## Prompt
From the records below, copy every line that contains the word "prairie".

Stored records
++++++++++

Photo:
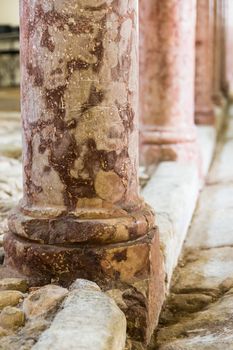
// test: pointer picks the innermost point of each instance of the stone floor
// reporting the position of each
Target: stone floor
(198, 314)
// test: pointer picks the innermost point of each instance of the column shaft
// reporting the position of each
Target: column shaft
(204, 112)
(218, 49)
(81, 214)
(167, 61)
(229, 47)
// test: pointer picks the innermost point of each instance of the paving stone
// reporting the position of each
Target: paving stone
(89, 320)
(11, 318)
(43, 300)
(10, 298)
(173, 199)
(212, 222)
(210, 329)
(204, 271)
(14, 284)
(222, 169)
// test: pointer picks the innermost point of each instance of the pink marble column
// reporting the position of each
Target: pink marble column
(204, 112)
(167, 62)
(218, 54)
(229, 47)
(81, 215)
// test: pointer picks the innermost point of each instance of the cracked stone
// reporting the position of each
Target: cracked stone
(14, 284)
(12, 318)
(10, 298)
(43, 300)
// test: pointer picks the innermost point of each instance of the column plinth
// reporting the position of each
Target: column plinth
(167, 61)
(81, 215)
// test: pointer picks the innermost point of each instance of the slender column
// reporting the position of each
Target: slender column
(167, 61)
(218, 48)
(224, 82)
(229, 47)
(204, 112)
(81, 214)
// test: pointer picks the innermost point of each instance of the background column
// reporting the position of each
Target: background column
(204, 112)
(167, 62)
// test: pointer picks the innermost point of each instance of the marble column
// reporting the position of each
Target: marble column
(229, 47)
(204, 111)
(81, 215)
(167, 62)
(218, 49)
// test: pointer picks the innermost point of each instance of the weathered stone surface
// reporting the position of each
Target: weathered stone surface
(204, 270)
(134, 268)
(212, 222)
(11, 318)
(204, 112)
(25, 337)
(10, 135)
(14, 284)
(172, 183)
(84, 284)
(10, 298)
(205, 330)
(206, 138)
(3, 332)
(43, 300)
(10, 186)
(89, 320)
(198, 314)
(222, 168)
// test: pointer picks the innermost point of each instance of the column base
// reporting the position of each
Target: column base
(131, 271)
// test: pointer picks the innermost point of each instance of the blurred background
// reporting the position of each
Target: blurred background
(9, 55)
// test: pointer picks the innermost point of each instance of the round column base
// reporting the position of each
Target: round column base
(132, 270)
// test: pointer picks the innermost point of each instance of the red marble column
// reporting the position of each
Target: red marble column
(218, 54)
(229, 47)
(81, 214)
(167, 61)
(204, 112)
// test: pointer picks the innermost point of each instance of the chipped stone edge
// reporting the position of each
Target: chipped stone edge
(173, 191)
(87, 320)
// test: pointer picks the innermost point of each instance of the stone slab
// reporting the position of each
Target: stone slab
(204, 271)
(210, 329)
(212, 222)
(222, 170)
(206, 136)
(89, 320)
(172, 192)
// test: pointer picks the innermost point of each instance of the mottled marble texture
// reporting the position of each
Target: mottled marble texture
(80, 121)
(167, 61)
(204, 113)
(81, 214)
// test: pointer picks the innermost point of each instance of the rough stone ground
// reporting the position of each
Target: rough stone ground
(198, 314)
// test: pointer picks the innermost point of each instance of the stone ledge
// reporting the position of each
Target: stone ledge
(172, 192)
(89, 320)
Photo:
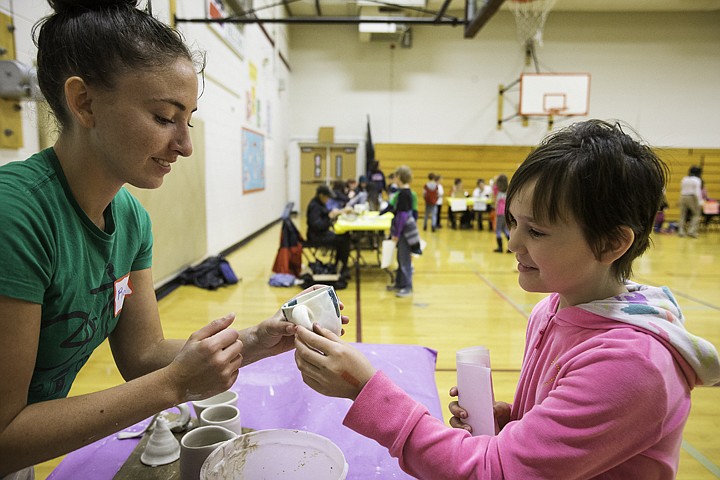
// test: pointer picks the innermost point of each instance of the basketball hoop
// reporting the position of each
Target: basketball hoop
(530, 16)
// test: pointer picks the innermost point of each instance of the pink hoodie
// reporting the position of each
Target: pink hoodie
(598, 397)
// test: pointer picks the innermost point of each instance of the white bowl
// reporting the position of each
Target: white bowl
(278, 453)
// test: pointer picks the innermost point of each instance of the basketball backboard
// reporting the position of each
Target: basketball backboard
(564, 94)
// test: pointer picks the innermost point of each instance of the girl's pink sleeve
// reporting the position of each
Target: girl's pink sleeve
(424, 446)
(613, 408)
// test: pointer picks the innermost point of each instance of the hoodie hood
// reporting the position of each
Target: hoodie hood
(655, 310)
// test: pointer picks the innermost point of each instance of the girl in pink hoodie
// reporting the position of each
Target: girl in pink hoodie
(604, 390)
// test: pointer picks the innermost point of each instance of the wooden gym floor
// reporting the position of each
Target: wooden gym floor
(465, 294)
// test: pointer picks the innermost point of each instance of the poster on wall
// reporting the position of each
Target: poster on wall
(230, 33)
(253, 146)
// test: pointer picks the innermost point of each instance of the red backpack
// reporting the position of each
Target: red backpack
(430, 195)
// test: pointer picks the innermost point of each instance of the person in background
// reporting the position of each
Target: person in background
(457, 191)
(690, 202)
(320, 219)
(376, 180)
(438, 209)
(362, 195)
(430, 195)
(392, 184)
(660, 216)
(351, 187)
(404, 232)
(483, 193)
(501, 228)
(77, 246)
(604, 389)
(340, 197)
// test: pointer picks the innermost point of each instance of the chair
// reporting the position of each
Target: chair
(711, 214)
(318, 252)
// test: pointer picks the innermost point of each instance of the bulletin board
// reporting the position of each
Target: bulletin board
(253, 152)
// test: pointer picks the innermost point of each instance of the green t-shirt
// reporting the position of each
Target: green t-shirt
(53, 255)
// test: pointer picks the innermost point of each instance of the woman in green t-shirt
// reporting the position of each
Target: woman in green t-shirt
(77, 246)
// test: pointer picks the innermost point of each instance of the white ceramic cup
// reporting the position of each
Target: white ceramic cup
(196, 445)
(228, 397)
(475, 391)
(319, 306)
(227, 416)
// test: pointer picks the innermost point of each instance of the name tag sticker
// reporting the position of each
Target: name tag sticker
(122, 290)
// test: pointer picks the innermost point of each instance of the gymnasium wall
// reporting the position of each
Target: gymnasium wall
(655, 71)
(470, 162)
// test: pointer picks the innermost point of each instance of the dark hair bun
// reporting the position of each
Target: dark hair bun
(61, 6)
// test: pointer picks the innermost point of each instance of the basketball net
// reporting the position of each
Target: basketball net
(530, 16)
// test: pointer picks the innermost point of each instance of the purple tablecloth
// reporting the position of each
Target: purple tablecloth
(273, 395)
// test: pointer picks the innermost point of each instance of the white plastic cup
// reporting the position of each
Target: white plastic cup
(228, 397)
(227, 416)
(475, 392)
(197, 445)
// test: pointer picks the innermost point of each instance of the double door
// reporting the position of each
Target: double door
(324, 164)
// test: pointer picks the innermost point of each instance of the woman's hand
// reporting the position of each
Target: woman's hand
(208, 363)
(330, 366)
(501, 411)
(274, 335)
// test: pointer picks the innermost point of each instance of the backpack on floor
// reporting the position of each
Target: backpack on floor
(211, 273)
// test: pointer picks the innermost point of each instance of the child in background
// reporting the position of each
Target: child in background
(392, 185)
(438, 205)
(404, 231)
(604, 389)
(430, 195)
(500, 187)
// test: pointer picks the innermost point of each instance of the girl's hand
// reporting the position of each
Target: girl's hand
(501, 411)
(330, 366)
(275, 335)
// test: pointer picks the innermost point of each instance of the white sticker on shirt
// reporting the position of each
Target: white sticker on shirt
(122, 290)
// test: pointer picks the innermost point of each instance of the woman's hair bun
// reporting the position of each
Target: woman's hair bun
(61, 6)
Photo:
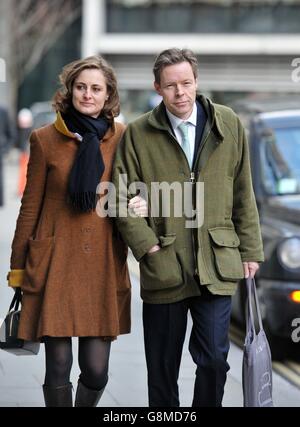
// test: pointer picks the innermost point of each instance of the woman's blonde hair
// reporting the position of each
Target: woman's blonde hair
(62, 99)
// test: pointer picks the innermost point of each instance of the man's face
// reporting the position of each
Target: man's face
(178, 88)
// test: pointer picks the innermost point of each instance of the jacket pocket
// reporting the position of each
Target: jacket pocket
(161, 270)
(228, 262)
(37, 264)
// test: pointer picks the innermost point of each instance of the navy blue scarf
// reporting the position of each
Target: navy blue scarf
(88, 166)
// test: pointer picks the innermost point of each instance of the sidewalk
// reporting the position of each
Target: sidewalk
(21, 377)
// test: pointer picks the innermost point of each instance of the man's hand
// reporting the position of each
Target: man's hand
(139, 206)
(154, 248)
(250, 268)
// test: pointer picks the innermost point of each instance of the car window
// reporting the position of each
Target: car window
(280, 161)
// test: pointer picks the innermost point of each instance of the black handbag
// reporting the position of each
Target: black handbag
(9, 340)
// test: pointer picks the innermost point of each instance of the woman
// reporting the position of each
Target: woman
(70, 262)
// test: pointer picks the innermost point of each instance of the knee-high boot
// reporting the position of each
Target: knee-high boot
(87, 397)
(58, 396)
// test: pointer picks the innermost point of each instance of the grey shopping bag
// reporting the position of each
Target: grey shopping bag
(257, 361)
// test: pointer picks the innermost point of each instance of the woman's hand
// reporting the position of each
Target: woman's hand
(139, 206)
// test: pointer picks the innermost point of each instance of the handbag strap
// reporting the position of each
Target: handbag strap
(251, 291)
(17, 298)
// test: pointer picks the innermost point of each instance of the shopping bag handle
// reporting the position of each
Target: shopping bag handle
(16, 301)
(251, 291)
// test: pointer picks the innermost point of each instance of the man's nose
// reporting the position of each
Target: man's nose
(87, 93)
(179, 90)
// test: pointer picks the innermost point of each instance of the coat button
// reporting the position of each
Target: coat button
(87, 247)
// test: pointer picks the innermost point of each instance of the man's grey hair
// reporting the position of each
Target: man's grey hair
(174, 56)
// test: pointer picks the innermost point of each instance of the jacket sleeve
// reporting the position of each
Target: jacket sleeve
(135, 231)
(245, 214)
(31, 203)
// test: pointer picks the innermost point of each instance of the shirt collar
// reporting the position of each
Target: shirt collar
(176, 121)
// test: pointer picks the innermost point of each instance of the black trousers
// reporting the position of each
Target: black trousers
(164, 333)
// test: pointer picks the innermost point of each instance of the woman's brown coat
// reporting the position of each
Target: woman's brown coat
(76, 280)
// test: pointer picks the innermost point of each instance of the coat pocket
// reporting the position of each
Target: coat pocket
(37, 264)
(228, 262)
(161, 270)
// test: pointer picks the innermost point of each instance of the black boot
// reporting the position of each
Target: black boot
(87, 397)
(58, 396)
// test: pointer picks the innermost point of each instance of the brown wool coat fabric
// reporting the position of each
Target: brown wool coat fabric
(76, 280)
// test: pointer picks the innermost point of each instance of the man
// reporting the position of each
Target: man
(7, 139)
(186, 268)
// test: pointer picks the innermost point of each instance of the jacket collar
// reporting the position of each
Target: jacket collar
(158, 117)
(61, 127)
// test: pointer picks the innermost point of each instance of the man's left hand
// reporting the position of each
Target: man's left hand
(250, 268)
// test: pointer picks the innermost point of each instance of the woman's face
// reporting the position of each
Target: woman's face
(89, 92)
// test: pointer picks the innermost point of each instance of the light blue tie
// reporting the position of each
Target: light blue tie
(183, 127)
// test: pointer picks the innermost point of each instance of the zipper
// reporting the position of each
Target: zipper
(193, 181)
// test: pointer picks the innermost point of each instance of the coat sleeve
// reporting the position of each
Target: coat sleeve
(31, 203)
(245, 214)
(135, 231)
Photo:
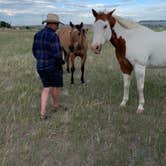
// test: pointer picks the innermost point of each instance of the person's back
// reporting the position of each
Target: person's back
(47, 51)
(43, 50)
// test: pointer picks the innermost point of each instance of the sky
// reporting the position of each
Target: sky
(32, 12)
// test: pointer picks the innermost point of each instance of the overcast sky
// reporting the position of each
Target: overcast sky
(32, 12)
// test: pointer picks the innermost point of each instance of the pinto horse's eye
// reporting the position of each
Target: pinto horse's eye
(105, 26)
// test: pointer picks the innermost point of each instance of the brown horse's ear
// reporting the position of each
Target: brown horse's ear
(71, 24)
(111, 12)
(94, 13)
(81, 25)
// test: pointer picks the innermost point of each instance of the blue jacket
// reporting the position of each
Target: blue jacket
(46, 49)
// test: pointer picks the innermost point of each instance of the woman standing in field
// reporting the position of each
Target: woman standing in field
(47, 51)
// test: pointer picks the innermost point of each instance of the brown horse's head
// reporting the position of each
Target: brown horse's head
(75, 36)
(102, 32)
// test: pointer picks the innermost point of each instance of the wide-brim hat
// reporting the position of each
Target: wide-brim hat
(52, 18)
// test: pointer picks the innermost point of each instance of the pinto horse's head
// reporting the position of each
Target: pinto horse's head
(101, 29)
(75, 36)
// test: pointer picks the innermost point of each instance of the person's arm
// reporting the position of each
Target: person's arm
(56, 49)
(33, 47)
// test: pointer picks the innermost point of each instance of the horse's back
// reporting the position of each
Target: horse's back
(64, 35)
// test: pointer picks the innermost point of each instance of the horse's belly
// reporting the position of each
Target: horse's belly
(157, 59)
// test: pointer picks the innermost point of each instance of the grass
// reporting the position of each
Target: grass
(94, 131)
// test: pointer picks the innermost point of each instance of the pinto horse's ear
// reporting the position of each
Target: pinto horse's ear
(111, 12)
(94, 13)
(71, 24)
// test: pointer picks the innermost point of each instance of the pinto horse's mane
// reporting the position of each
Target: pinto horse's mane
(126, 23)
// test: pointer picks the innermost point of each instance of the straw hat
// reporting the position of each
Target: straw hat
(52, 18)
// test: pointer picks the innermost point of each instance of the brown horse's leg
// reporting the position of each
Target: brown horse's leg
(68, 62)
(72, 56)
(83, 59)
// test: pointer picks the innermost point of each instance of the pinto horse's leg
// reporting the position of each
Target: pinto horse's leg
(126, 84)
(72, 68)
(140, 76)
(68, 62)
(83, 59)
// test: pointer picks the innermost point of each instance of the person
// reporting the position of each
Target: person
(47, 51)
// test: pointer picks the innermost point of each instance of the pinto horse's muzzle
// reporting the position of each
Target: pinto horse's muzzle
(96, 48)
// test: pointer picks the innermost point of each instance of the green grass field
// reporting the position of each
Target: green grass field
(94, 131)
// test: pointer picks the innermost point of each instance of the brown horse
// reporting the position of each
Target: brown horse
(74, 43)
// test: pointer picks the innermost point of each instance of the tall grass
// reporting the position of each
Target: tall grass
(94, 130)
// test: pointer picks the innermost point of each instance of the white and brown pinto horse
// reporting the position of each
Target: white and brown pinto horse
(74, 43)
(136, 47)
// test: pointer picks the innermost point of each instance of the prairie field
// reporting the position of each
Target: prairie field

++++++++++

## Task result
// test: pointer picks the innermost point of each instance of the prairie field
Target: prairie field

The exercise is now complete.